TEXTE PRÉSENTÉ.
----
Institut français
d’archéologie orientale du Caire

IFAO

Les correspondances diplomatiques dans l’Orient musulman (XIe - fin XVIe siècles)

Responsable scientifique principale : Denise Aigle (directeur d’études à l’EPHE, UMR 8167 "Orient et Méditerranée", laboratoire Islam Médiéval).

Responsables scientifiques secondaires : Reuven Amitai (Professor at the Hebrew University of Jerusalem), Michele Bernardini (professeur à l’Universita Di Napoli « L’Orientale », Dipartimento Di Studi Asiatici) ; François Déroche (directeur d’études à l’EPHE), Gilles Veinstein (professeur au Collège de France, Umr 8032, Études turques et ottomanes).

Coordinatrice scientifique : Marie Favereau (membre de School of Historical Studies, East Asian Studies).

Partenariats :

Collaborateurs : Ayman Fouad Sayyed (chercheur associé à l’IFAO), Jean-Louis Bacqué-Grammont (directeur de recherche émérite au CNRS), Michel Balivet (professeur à l’université d’Aix-en-Provence), Frédéric Bauden (professeur à l’université de Liège), Luca Berardi (doctorant à l’Université l’Orientale, Naples), Michal Biran (professor at the Hebrew University of Jerusalem), Ghada Boudi-Hassan (doctorante à l’université de Paris I), David Durand-Guédy(Chercheur à l’IFRI, Téhéran), Chiara Gallo (doctorante à l’Université l’Orientale, Naples), Tahar Mansouri (professeur à l’université de la Mannouba, Tunis), Colin P. Mitchell (Assistant Professor at Dalhousie University, Faculty of Arts and Social Sciences, Department of History), Angelo Michele Piemontese (Professeur à l’Université de Rome), Mansour Sefatgol (Professeur à l’université de Téhéran), Thomas Tanase (doctorant à l’université de Paris I), Anne Troadec (doctorante à l’EPHE), Eric Vallet (maître de conférences à l’université de Paris I), Nicolas Vatin (directeur d’études cumulant à l’EPHE), Abbès Zouache (Chercheur associé au CIAM, Lyon).

Définition du projet

Un recensement, une étude et une mise en perspective historique de la correspondance diplomatique des souverains musulmans, du XIe à la fin du XVIe siècle, quels que soient la langue et l’alphabet utilisés dans les lettres. Le projet se déroule autour de quatre axes principaux :


  1. Établir un corpus : isoler la lettre diplomatique comme document d’archive spécifique. Il est aujourd’hui nécessaire de prendre en compte l’existence de ce corpus qui n’est pas identifié comme tel dans les catalogues d’archives. Cet axe ne concerne que les documents originaux (traductions de lettres incluses si elles sont contemporaines). Les traités de paix et la correspondance personnelle des souverains ne sont pas pris en compte.
----
À FAIRE.
(A) Pouvez-vous recopier mot pour mot le passage de la présentation du projet sur les correspondances diplomatiques compris entre « Responsables scientifiques secondaires » et « turques et ottomanes). », bornes incluses ?
(B) Pouvez-vous résumer en deux phrases la présentation du projet sur les correspondances diplomatiques ?
(C) Pouvez-vous prolonger la présentation du projet sur les correspondances diplomatiques à partir de sa dernière phrase ?

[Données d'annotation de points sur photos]
----
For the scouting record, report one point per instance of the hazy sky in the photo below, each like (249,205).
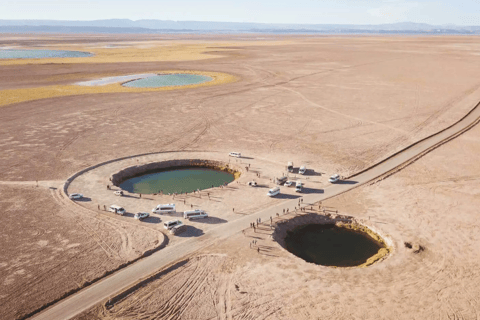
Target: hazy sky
(461,12)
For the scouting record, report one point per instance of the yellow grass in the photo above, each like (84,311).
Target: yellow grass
(141,52)
(11,96)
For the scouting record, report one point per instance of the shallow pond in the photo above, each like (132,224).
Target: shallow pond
(167,80)
(329,245)
(177,180)
(37,54)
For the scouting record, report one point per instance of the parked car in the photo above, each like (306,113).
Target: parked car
(117,209)
(235,154)
(172,223)
(302,170)
(290,166)
(141,215)
(299,186)
(334,178)
(164,208)
(273,192)
(195,214)
(178,229)
(280,180)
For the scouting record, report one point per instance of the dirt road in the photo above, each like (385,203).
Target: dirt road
(128,276)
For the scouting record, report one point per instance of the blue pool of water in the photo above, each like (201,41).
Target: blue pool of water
(39,54)
(167,80)
(177,180)
(329,245)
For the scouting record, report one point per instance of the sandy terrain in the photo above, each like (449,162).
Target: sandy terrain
(334,104)
(431,203)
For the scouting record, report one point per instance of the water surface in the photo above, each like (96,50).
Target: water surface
(167,80)
(177,180)
(330,245)
(38,54)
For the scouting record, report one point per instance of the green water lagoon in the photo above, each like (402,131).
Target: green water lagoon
(168,80)
(179,180)
(41,54)
(329,245)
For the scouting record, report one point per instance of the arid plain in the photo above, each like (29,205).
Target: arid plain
(336,104)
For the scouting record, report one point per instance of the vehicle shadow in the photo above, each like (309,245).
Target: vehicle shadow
(152,219)
(191,232)
(286,196)
(311,172)
(212,220)
(84,199)
(311,190)
(128,214)
(346,182)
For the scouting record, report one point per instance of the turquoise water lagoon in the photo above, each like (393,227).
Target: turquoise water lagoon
(168,80)
(177,180)
(329,245)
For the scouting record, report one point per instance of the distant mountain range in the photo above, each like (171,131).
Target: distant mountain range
(162,26)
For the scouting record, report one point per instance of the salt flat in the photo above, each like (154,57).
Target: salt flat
(336,104)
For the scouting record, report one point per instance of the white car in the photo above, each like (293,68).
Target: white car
(141,215)
(117,209)
(334,178)
(172,223)
(299,186)
(235,154)
(289,183)
(302,170)
(75,196)
(273,192)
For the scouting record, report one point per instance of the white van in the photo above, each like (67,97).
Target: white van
(117,209)
(334,178)
(178,229)
(281,180)
(299,186)
(164,208)
(302,170)
(235,154)
(273,192)
(195,214)
(172,223)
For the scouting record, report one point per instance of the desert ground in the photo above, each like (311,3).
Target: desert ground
(335,104)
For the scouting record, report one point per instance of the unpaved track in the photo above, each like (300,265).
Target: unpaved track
(123,279)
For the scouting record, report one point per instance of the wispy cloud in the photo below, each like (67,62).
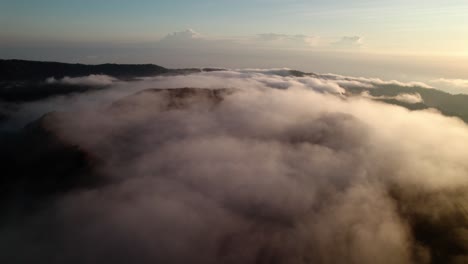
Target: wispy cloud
(454,86)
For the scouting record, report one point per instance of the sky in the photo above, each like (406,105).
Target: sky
(410,39)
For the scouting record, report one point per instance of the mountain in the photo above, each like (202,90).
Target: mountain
(21,70)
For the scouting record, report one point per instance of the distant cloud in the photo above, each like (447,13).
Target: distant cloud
(91,80)
(185,35)
(454,86)
(371,82)
(409,98)
(348,42)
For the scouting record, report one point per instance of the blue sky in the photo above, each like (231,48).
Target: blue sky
(85,30)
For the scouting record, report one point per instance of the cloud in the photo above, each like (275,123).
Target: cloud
(410,98)
(348,42)
(186,35)
(254,174)
(91,80)
(292,41)
(371,82)
(453,86)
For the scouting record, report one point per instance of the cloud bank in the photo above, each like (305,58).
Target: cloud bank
(275,169)
(91,80)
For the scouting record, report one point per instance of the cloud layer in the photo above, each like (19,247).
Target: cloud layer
(276,169)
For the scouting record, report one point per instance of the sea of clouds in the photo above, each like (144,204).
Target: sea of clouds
(277,169)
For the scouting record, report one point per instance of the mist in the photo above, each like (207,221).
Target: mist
(250,167)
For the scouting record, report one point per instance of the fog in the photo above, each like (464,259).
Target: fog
(272,169)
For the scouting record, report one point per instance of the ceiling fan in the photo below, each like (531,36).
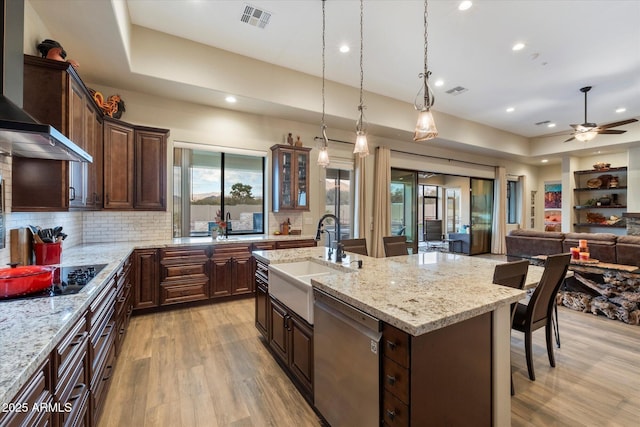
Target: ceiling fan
(587,131)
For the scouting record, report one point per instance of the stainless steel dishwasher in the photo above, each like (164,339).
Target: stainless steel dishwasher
----
RÉSULTATS.
(A)
Responsables scientifiques secondaires : Reuven Amitai (Professor at the Hebrew University of Jerusalem), Michele Bernardini (professeur à l’Universita Di Napoli « L’Orientale », Dipartimento Di Studi Asiatici) ; François Déroche (directeur d’études à l’EPHE), Gilles Veinstein (professeur au Collège de France, Umr 8032, Études turques et ottomanes).

(B) Placé sous la responsabilité scientifique principale de Denise Aigle, le projet vise à recenser, étudier et mettre en perspective historique la correspondance diplomatique des souverains musulmans du XIe à la fin du XVIe siècle, quels que soient la langue et l'alphabet des lettres. Il s'organise autour de quatre axes, dont le premier consiste à établir un corpus en isolant la lettre diplomatique comme document d'archive spécifique, limité aux documents originaux et excluant les traités de paix comme la correspondance personnelle des souverains.

(C)
  2. Déterminer les conditions de production et de conservation de ces lettres. Cet axe nous mène à aborder la question du statut des archives et du rôle de la chancellerie dans les États musulmans. Dans ce contexte, il est utile de prendre en compte les registres de chancellerie, les chroniques, les récits de voyage ou tout autre type de sources contenant les textes de lettres diplomatiques. Ce corpus secondaire, qui est comparé au corpus des documents originaux, permet d’ouvrir le champ de la recherche à la question de l’archivage des lettres et à celle des motivations politiques ou des raisons pratiques d’une telle conservation. Étudier les différentes étapes de l’archivage nous permet également de distinguer les métiers impliqués dans la chancellerie et œuvrant à la conservation des lettres (secrétaires, interprètes, traducteurs...).
  3. Reconnaître l’existence de normes diplomatiques dans l’Orient musulman en abordant la question des modèles épistolaires. L’étude des manuels de chancellerie, qui présentent une forme idéalisée de la lettre diplomatique, est un outil indispensable à l’analyse des documents originaux et permet de guider ou de délimiter le questionnement méthodique qui est appliqué au corpus.
  4. Élargir le vocabulaire et les grilles d’analyse en diplomatique et en codicologie islamiques. Ce programme offre un cadre opportun à un renouvellement de la codicologie (qui porte traditionnellement sur l’étude des codex) appliquée à l’étude des lettres écrites sur rouleaux (volumen ou rotuli) voire même aux lettres transmises par les chroniques. On relève dans ces dernières de nombreux renseignements de type codicologique. Le travail sur le vocabulaire pourra s’enrichir d’une étude sur les dictionnaires ou lexiques bilingues et trilingues contemporains.

Problématiques

Multiplicité des formations étatiques et des traditions administratives

La temporalité choisie (XIe-XVIe siècles) nous place dans une perspective de longue durée qui permet de déterminer dans quelle mesure les documents des périodes plus tardives (XVe-XVIe siècles), plus nombreux à avoir été conservés sous leur forme originale, demeurent fidèles à des traditions antérieures et si les formules diplomatiques connaissent une évolution notable ou une certaine stabilité.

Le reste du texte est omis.